= YOUR GOAL =
Make an exact copy of the data below, leaving out every picture.

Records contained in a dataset

■ ■ ■

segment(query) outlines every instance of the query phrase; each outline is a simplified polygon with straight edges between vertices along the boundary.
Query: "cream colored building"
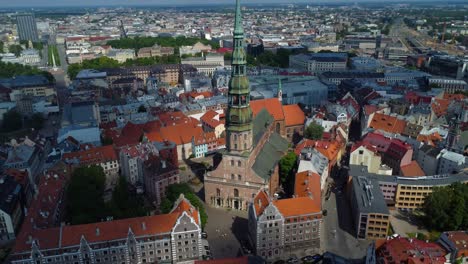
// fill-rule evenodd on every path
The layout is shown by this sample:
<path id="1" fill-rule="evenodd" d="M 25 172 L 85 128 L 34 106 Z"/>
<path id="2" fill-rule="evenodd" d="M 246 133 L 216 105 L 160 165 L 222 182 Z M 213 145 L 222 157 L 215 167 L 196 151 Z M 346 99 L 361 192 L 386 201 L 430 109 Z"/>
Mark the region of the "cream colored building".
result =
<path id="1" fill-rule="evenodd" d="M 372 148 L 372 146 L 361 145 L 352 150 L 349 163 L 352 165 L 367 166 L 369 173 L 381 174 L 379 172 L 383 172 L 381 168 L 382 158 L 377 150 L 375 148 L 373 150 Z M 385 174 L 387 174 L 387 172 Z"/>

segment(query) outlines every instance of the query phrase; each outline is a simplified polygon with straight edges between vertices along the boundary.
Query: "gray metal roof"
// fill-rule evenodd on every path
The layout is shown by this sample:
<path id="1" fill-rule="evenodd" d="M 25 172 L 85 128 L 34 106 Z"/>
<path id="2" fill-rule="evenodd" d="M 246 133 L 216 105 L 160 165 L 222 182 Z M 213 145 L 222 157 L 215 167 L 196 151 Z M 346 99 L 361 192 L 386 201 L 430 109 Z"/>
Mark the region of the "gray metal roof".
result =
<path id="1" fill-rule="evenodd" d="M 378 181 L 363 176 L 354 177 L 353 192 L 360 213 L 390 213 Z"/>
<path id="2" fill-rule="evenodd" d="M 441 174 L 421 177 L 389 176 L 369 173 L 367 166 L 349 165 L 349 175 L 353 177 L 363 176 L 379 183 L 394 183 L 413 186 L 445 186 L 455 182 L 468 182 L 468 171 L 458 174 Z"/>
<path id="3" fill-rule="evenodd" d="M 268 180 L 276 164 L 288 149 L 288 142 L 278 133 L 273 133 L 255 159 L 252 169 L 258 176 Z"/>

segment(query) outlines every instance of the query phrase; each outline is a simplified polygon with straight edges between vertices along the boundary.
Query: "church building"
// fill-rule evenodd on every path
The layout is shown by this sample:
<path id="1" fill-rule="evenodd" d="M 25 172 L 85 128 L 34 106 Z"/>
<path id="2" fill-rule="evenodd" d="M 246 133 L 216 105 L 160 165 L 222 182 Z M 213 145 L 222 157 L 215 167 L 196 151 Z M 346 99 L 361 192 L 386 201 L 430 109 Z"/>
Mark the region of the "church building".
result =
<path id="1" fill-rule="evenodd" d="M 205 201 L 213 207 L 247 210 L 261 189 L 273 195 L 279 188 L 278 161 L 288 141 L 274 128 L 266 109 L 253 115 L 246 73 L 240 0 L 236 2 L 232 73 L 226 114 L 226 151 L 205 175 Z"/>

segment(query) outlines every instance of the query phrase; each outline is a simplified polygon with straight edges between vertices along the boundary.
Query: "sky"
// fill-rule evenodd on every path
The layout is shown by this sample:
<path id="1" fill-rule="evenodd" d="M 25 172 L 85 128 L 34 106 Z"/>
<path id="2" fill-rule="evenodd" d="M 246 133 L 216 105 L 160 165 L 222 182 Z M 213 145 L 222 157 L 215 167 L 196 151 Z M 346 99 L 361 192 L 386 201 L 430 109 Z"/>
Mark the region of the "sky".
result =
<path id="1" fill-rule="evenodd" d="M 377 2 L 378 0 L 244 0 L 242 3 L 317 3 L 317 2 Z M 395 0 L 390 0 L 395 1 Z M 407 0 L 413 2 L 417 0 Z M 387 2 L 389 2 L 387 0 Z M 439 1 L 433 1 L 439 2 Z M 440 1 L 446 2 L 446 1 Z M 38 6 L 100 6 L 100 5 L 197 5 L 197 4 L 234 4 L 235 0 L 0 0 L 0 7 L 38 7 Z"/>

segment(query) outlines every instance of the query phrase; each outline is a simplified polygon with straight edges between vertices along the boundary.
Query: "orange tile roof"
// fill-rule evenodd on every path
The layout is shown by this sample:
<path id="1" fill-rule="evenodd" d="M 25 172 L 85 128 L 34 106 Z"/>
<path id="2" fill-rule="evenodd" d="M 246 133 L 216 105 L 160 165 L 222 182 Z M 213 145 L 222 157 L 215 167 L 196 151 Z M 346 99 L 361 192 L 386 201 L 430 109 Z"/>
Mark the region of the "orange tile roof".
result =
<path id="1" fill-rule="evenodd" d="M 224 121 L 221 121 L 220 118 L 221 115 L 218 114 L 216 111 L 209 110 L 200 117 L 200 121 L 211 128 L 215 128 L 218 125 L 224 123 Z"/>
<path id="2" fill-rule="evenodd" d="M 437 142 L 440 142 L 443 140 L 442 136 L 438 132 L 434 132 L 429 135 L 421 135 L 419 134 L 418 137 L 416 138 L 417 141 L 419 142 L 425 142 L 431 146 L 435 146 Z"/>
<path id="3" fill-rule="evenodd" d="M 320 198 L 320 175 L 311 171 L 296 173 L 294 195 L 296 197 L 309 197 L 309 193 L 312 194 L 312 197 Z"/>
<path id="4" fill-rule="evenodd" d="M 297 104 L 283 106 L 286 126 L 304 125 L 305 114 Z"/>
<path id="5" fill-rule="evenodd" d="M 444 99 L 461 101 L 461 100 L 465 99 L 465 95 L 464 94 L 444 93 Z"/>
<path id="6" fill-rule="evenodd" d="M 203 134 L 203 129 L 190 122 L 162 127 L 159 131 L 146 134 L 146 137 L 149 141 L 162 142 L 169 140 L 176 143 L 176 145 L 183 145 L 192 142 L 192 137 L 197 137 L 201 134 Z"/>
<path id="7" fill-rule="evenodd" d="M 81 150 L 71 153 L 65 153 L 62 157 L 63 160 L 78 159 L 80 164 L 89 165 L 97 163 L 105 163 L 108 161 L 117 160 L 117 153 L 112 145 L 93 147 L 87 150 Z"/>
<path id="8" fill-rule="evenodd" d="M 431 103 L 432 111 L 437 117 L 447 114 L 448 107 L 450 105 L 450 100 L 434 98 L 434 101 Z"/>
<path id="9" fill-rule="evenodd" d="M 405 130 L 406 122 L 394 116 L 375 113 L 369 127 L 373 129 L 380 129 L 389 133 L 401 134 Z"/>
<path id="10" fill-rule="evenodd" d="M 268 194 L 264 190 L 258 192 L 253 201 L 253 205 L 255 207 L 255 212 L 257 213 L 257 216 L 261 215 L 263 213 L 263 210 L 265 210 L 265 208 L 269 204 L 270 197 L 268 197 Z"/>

■ ■ ■

= SOLUTION TO THE PROBLEM =
segment(query) outlines every instance of the query phrase; each outline is a simplified polygon with straight edges between vertices along the boundary.
Query: "cream colored building"
// fill-rule evenodd on every path
The layout is shown by this sample:
<path id="1" fill-rule="evenodd" d="M 25 172 L 85 128 L 34 106 Z"/>
<path id="2" fill-rule="evenodd" d="M 246 133 L 216 105 L 160 165 L 222 182 Z M 213 145 L 222 157 L 215 167 L 196 151 Z M 346 99 L 361 192 L 386 201 L 430 109 Z"/>
Mark the region of the "cream colored building".
result =
<path id="1" fill-rule="evenodd" d="M 372 148 L 372 146 L 361 145 L 352 150 L 349 163 L 352 165 L 367 166 L 369 173 L 381 174 L 379 172 L 383 172 L 381 168 L 382 158 L 377 150 L 375 148 L 373 150 Z M 385 174 L 387 174 L 387 172 Z"/>

segment(query) outlines every instance of the query phrase; each outline is a simplified polygon with straight edges between vertices along the boundary.
Query: "gray metal roof"
// fill-rule evenodd on every path
The layout is shown by this sample:
<path id="1" fill-rule="evenodd" d="M 25 172 L 85 128 L 34 106 Z"/>
<path id="2" fill-rule="evenodd" d="M 246 133 L 216 105 L 160 165 L 222 182 Z M 213 145 L 222 157 L 215 167 L 196 151 Z M 346 99 L 361 192 L 386 201 L 430 109 Z"/>
Mark the region of the "gray metal roof".
result =
<path id="1" fill-rule="evenodd" d="M 378 181 L 363 176 L 354 177 L 353 192 L 360 213 L 390 213 Z"/>
<path id="2" fill-rule="evenodd" d="M 441 174 L 421 177 L 389 176 L 369 173 L 367 166 L 349 165 L 349 175 L 353 177 L 363 176 L 379 183 L 394 183 L 413 186 L 445 186 L 455 182 L 468 182 L 468 171 L 458 174 Z"/>
<path id="3" fill-rule="evenodd" d="M 268 180 L 276 164 L 288 149 L 288 142 L 278 133 L 273 133 L 255 159 L 252 169 L 258 176 Z"/>

segment(query) outlines every instance of the query phrase; each outline is a simplified polygon with straight edges between vertices along the boundary.
Query: "church building"
// fill-rule evenodd on every path
The layout is shown by this sample:
<path id="1" fill-rule="evenodd" d="M 25 172 L 85 128 L 34 106 Z"/>
<path id="2" fill-rule="evenodd" d="M 246 133 L 216 105 L 160 165 L 222 182 Z M 213 145 L 222 157 L 215 167 L 196 151 Z M 346 99 L 361 192 L 386 201 L 430 109 Z"/>
Mark the region of the "church building".
result =
<path id="1" fill-rule="evenodd" d="M 205 201 L 213 207 L 247 210 L 261 189 L 273 195 L 279 188 L 278 161 L 288 141 L 274 128 L 266 109 L 253 115 L 246 73 L 240 0 L 236 2 L 232 73 L 226 114 L 226 151 L 205 175 Z"/>

segment(query) outlines every instance of the query phrase; each outline is a simplified polygon with straight edges between vertices along the boundary.
Query: "sky"
// fill-rule evenodd on every path
The layout is shown by this sample:
<path id="1" fill-rule="evenodd" d="M 25 172 L 85 128 L 34 106 Z"/>
<path id="2" fill-rule="evenodd" d="M 246 133 L 216 105 L 160 165 L 222 182 Z M 213 145 L 222 157 L 215 167 L 196 151 Z M 346 99 L 361 192 L 386 201 L 430 109 Z"/>
Mark the region of the "sky".
result =
<path id="1" fill-rule="evenodd" d="M 377 2 L 378 0 L 244 0 L 242 3 L 317 3 L 317 2 Z M 395 0 L 390 0 L 395 1 Z M 407 0 L 413 2 L 417 0 Z M 387 2 L 389 2 L 387 0 Z M 439 1 L 433 1 L 439 2 Z M 440 1 L 446 2 L 446 1 Z M 38 6 L 100 6 L 100 5 L 197 5 L 197 4 L 234 4 L 235 0 L 0 0 L 0 7 L 38 7 Z"/>

segment(query) outlines every instance of the query phrase; each outline is a simplified polygon with straight edges between vertices along the boundary.
Query: "orange tile roof"
// fill-rule evenodd on every path
The layout is shown by this sample:
<path id="1" fill-rule="evenodd" d="M 25 172 L 85 128 L 34 106 Z"/>
<path id="2" fill-rule="evenodd" d="M 246 133 L 216 105 L 160 165 L 222 182 Z M 213 145 L 222 157 L 215 167 L 196 151 Z M 346 99 L 361 192 L 386 201 L 430 109 Z"/>
Mark the region of the "orange tile roof".
result =
<path id="1" fill-rule="evenodd" d="M 224 121 L 221 121 L 220 118 L 221 115 L 218 114 L 216 111 L 209 110 L 200 117 L 200 121 L 211 128 L 215 128 L 218 125 L 224 123 Z"/>
<path id="2" fill-rule="evenodd" d="M 437 142 L 440 142 L 443 140 L 442 136 L 438 132 L 434 132 L 429 135 L 421 135 L 419 134 L 418 137 L 416 138 L 417 141 L 419 142 L 425 142 L 431 146 L 435 146 Z"/>
<path id="3" fill-rule="evenodd" d="M 320 198 L 320 175 L 311 171 L 296 173 L 294 195 L 296 197 L 309 197 L 309 193 L 312 194 L 312 197 Z"/>
<path id="4" fill-rule="evenodd" d="M 297 104 L 283 106 L 286 126 L 304 125 L 305 114 Z"/>
<path id="5" fill-rule="evenodd" d="M 444 99 L 461 101 L 461 100 L 465 99 L 465 95 L 464 94 L 444 93 Z"/>
<path id="6" fill-rule="evenodd" d="M 203 134 L 203 129 L 190 122 L 162 127 L 159 131 L 146 134 L 146 137 L 149 141 L 162 142 L 169 140 L 176 143 L 176 145 L 183 145 L 192 142 L 192 137 L 197 137 L 201 134 Z"/>
<path id="7" fill-rule="evenodd" d="M 81 150 L 71 153 L 65 153 L 62 157 L 63 160 L 78 159 L 80 164 L 89 165 L 97 163 L 105 163 L 108 161 L 117 160 L 117 153 L 112 145 L 93 147 L 87 150 Z"/>
<path id="8" fill-rule="evenodd" d="M 431 103 L 432 111 L 437 117 L 447 114 L 448 107 L 450 105 L 450 100 L 434 98 L 434 101 Z"/>
<path id="9" fill-rule="evenodd" d="M 405 130 L 406 122 L 394 116 L 375 113 L 369 127 L 373 129 L 380 129 L 389 133 L 401 134 Z"/>
<path id="10" fill-rule="evenodd" d="M 268 194 L 264 190 L 258 192 L 253 201 L 253 205 L 255 207 L 255 212 L 257 213 L 257 216 L 261 215 L 263 213 L 263 210 L 265 210 L 265 208 L 269 204 L 270 197 L 268 197 Z"/>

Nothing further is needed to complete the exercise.